• **Exercise aim**: Reproduce each of the records below word for word, with no changes.

Stored records
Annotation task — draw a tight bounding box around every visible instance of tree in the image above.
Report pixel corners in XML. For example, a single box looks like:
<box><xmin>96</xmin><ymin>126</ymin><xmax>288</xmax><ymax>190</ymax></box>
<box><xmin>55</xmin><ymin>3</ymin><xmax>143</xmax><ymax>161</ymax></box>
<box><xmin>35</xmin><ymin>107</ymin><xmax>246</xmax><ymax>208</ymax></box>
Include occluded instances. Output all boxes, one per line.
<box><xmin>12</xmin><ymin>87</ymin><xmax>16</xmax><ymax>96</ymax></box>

• **Problem solution**:
Annotation task — draw a tight bounding box around every visible instance of tree in the image above.
Report pixel corners in XML. For example, a single box looks like:
<box><xmin>96</xmin><ymin>126</ymin><xmax>288</xmax><ymax>190</ymax></box>
<box><xmin>55</xmin><ymin>3</ymin><xmax>143</xmax><ymax>161</ymax></box>
<box><xmin>35</xmin><ymin>107</ymin><xmax>246</xmax><ymax>208</ymax></box>
Include occluded instances. Output all boxes, one per line.
<box><xmin>12</xmin><ymin>87</ymin><xmax>16</xmax><ymax>96</ymax></box>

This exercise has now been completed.